### WHAT THE TASK REQUIRES
Omitting all pictures, copy word for word the lines from the line containing "drop a point: the grey wing" through the final line of the entries.

### SUPPLIED DATA
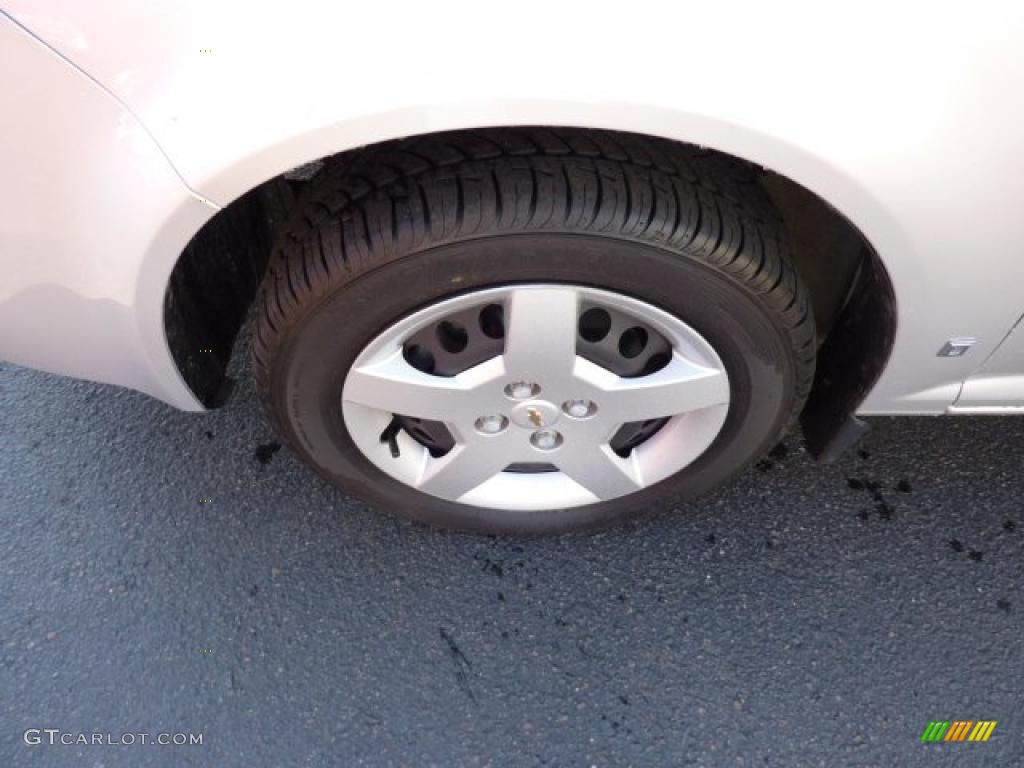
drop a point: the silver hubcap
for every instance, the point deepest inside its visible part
(538, 403)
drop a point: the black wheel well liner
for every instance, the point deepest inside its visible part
(216, 278)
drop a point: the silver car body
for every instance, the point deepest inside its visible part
(126, 126)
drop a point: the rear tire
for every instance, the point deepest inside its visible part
(388, 230)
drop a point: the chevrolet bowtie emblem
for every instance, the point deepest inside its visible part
(536, 417)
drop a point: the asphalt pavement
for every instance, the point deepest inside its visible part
(167, 572)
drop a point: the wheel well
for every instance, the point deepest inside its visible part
(215, 280)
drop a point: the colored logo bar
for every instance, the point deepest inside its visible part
(958, 730)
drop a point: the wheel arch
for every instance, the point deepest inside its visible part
(215, 279)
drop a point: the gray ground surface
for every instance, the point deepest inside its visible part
(805, 615)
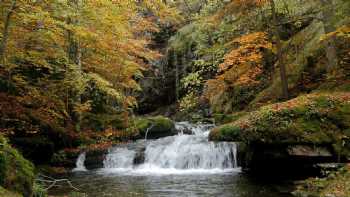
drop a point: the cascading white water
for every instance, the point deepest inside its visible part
(119, 158)
(80, 163)
(178, 153)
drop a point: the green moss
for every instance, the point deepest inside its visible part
(336, 184)
(16, 173)
(310, 119)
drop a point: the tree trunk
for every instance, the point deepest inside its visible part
(5, 33)
(74, 56)
(280, 62)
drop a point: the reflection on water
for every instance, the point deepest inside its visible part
(233, 184)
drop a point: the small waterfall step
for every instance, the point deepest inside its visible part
(80, 166)
(189, 150)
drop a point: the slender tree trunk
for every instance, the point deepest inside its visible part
(74, 56)
(281, 64)
(5, 33)
(330, 45)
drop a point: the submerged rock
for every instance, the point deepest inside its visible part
(155, 127)
(291, 137)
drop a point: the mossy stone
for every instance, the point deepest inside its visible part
(16, 173)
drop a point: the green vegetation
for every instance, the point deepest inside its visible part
(317, 119)
(89, 74)
(16, 173)
(158, 126)
(336, 184)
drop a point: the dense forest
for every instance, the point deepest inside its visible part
(273, 76)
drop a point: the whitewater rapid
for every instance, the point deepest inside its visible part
(189, 152)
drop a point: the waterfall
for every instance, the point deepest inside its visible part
(181, 153)
(119, 158)
(80, 163)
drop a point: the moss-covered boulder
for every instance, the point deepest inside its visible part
(157, 127)
(317, 119)
(304, 131)
(16, 173)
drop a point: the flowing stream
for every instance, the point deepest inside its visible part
(186, 164)
(183, 153)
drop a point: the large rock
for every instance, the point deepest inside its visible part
(155, 127)
(293, 136)
(94, 158)
(16, 173)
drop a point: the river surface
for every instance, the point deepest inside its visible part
(184, 165)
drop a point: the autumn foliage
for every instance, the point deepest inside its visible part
(242, 68)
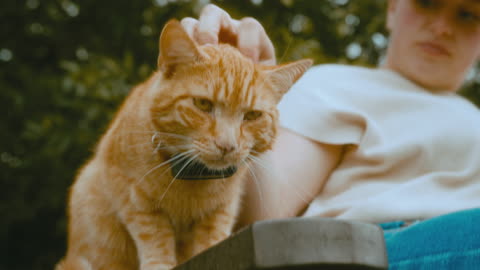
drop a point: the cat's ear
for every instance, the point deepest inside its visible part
(176, 48)
(284, 76)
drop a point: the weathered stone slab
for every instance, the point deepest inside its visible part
(299, 243)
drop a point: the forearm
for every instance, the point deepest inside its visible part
(285, 180)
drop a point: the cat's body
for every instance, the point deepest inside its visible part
(208, 104)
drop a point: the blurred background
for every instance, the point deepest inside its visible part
(65, 65)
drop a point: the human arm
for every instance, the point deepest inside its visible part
(289, 177)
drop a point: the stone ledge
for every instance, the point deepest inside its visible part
(298, 243)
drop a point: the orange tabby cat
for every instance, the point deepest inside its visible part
(166, 179)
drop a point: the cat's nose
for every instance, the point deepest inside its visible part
(225, 147)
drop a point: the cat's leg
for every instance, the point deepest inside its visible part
(154, 238)
(212, 229)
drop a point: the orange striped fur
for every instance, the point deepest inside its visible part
(126, 210)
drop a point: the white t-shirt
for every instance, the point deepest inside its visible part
(412, 154)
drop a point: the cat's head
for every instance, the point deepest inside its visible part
(212, 105)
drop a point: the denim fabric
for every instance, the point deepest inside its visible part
(446, 242)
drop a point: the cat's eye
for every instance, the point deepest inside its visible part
(252, 115)
(203, 104)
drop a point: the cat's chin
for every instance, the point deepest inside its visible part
(197, 170)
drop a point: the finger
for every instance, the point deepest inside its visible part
(254, 42)
(267, 51)
(189, 24)
(212, 20)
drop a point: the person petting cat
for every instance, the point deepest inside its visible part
(166, 178)
(394, 145)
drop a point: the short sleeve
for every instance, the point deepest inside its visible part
(320, 109)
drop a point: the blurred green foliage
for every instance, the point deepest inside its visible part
(65, 65)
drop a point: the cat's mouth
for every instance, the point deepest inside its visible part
(196, 170)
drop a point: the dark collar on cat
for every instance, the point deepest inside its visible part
(196, 170)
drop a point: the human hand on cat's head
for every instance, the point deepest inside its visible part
(216, 26)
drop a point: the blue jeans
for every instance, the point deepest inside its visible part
(446, 242)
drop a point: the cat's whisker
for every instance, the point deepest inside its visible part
(296, 189)
(257, 184)
(165, 162)
(192, 158)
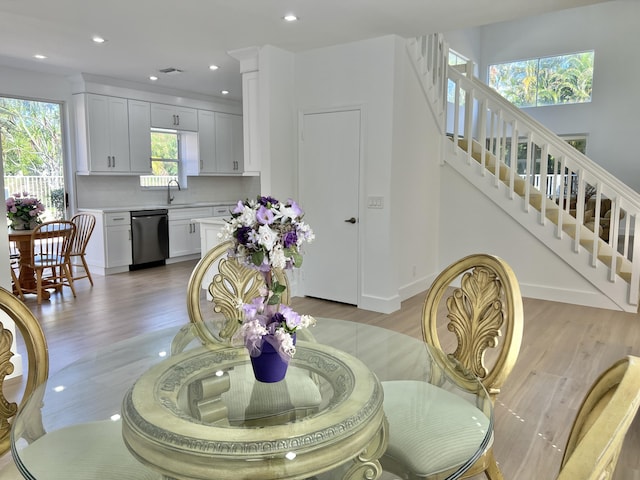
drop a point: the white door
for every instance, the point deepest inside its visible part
(329, 185)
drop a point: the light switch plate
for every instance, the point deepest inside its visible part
(375, 202)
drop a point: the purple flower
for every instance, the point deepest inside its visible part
(294, 207)
(289, 239)
(264, 215)
(267, 201)
(243, 235)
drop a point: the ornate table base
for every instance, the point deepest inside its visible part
(162, 431)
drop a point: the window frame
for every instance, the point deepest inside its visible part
(534, 95)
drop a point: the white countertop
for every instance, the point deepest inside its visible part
(211, 220)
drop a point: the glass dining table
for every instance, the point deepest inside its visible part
(200, 414)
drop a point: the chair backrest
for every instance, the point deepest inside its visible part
(227, 283)
(484, 311)
(51, 242)
(84, 222)
(37, 355)
(602, 422)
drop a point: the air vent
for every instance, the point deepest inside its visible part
(171, 71)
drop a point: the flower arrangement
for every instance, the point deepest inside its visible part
(24, 207)
(268, 234)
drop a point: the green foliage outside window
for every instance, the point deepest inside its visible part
(545, 81)
(164, 153)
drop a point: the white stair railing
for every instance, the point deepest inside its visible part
(566, 187)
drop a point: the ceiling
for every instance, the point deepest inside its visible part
(144, 36)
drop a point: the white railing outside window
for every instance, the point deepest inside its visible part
(572, 183)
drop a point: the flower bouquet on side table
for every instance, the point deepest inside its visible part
(23, 211)
(268, 235)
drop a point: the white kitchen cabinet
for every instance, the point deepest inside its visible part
(206, 142)
(103, 133)
(174, 117)
(184, 233)
(109, 247)
(140, 137)
(229, 144)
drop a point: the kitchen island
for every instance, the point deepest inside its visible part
(110, 248)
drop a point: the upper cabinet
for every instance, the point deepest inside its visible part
(103, 133)
(229, 144)
(174, 117)
(140, 137)
(113, 135)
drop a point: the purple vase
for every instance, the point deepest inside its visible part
(269, 367)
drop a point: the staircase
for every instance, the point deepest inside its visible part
(555, 192)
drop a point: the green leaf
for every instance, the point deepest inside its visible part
(257, 258)
(277, 288)
(274, 299)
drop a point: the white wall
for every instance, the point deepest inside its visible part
(101, 191)
(362, 74)
(611, 30)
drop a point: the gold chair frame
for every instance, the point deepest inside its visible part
(484, 312)
(603, 420)
(37, 355)
(85, 223)
(233, 285)
(50, 245)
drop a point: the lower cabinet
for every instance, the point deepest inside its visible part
(109, 248)
(184, 233)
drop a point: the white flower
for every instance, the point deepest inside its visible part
(278, 260)
(267, 237)
(307, 321)
(285, 341)
(247, 218)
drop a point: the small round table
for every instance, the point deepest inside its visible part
(164, 426)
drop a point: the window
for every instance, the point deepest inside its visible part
(454, 60)
(165, 158)
(31, 146)
(545, 81)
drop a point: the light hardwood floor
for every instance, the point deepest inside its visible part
(565, 347)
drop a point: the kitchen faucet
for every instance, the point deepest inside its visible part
(169, 197)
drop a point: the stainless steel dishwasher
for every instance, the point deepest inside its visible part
(149, 238)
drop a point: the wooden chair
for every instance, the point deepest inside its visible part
(110, 449)
(217, 287)
(37, 357)
(602, 422)
(484, 313)
(84, 222)
(51, 244)
(14, 261)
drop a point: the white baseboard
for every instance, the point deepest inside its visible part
(379, 304)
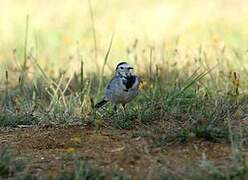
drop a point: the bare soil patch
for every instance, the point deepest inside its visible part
(47, 149)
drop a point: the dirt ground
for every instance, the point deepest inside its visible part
(46, 150)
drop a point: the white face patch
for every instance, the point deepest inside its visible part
(124, 69)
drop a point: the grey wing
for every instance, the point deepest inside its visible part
(113, 87)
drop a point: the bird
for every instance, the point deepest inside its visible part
(122, 88)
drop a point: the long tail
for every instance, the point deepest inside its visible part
(101, 103)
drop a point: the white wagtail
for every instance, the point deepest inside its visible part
(122, 88)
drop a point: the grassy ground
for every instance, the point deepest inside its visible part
(188, 122)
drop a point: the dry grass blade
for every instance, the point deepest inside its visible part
(104, 64)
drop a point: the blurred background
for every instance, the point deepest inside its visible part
(59, 34)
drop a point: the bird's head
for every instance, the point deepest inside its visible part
(124, 69)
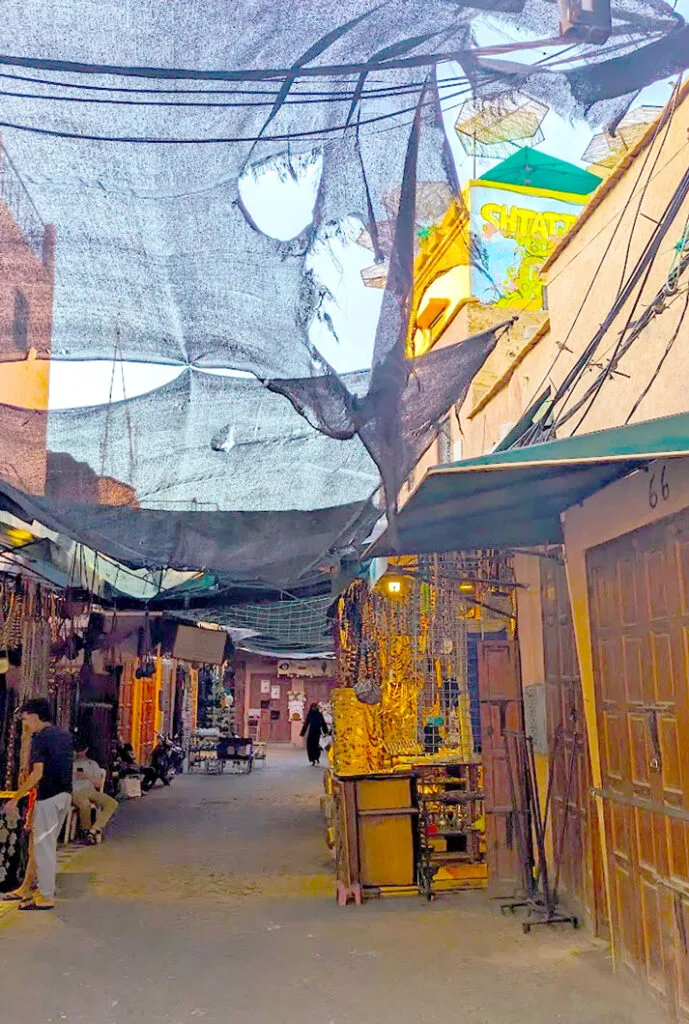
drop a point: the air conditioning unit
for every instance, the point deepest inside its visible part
(586, 20)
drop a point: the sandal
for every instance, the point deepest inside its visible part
(31, 904)
(15, 897)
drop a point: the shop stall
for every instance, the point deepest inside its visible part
(404, 794)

### FINAL ANSWER
drop a point: the grey wing
for every instance, the point deepest inside its visible part
(113, 87)
drop a point: the bird
for every instance, the point deepest inside its visible part
(122, 88)
drop a point: the long tail
for every instance, the point deepest inside its visible part
(101, 103)
drop a point: the white wagtail
for every instance, the point deepest inside its visible part
(122, 88)
drop a point: the grassy ground
for every instance, the point deepest inside its visible part
(188, 122)
drop a point: the dry grass blade
for every instance, the point deepest inside its visible part
(104, 64)
drop a point: the blurred background
for every instance, the point deepest inside its visible part
(59, 34)
drop a point: the bird's head
for every instance, the point deepest inside its visible part
(124, 69)
drop a point: the air conditioning unit
for every instance, the point deepest inside its visible part
(586, 20)
drop a point: the sandal
for every instance, the point deepest inside its visible part
(31, 904)
(15, 897)
drop a point: the shop stall
for every instance, the point deepest inside its visible part
(404, 794)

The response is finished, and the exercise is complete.